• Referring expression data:
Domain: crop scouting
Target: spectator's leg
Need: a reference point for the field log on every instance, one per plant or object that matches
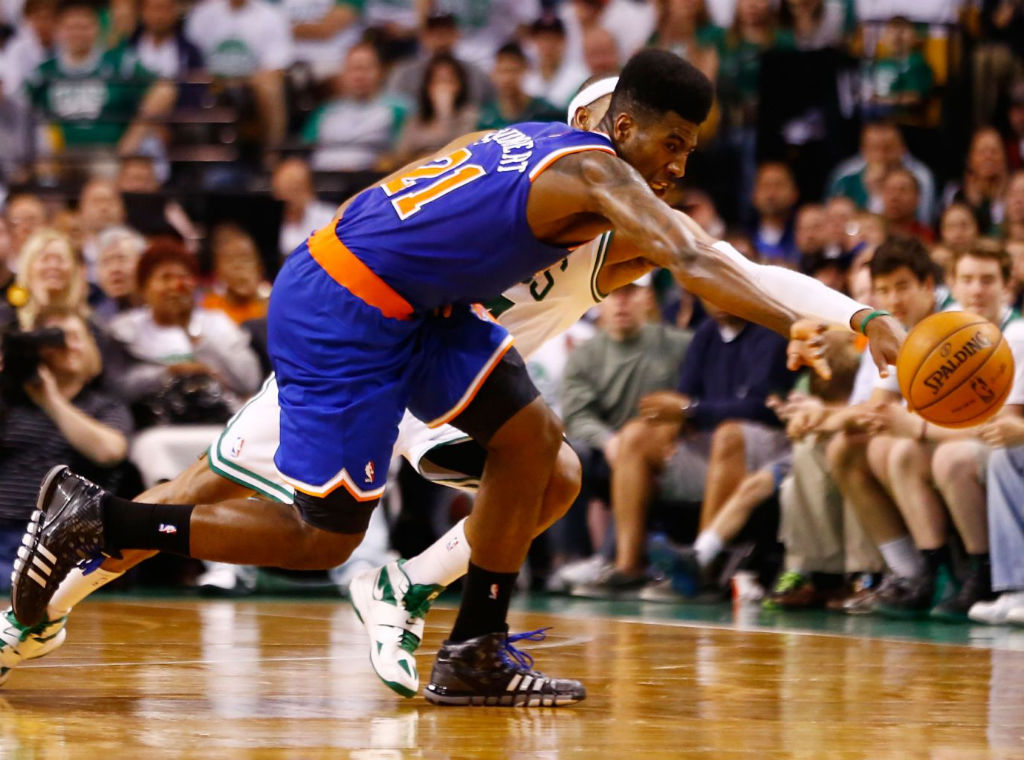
(1006, 517)
(851, 457)
(726, 469)
(909, 481)
(641, 457)
(811, 512)
(958, 468)
(753, 491)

• Aim of the exercise: Pictures are to be omitted; set down the rest of the entries exactly as given.

• Finished task:
Domain: crop scouting
Target: spectator's leg
Need: a reference point for the field log on every instance, one per plant or object that matches
(1006, 517)
(851, 457)
(726, 469)
(909, 481)
(641, 457)
(811, 512)
(958, 468)
(753, 491)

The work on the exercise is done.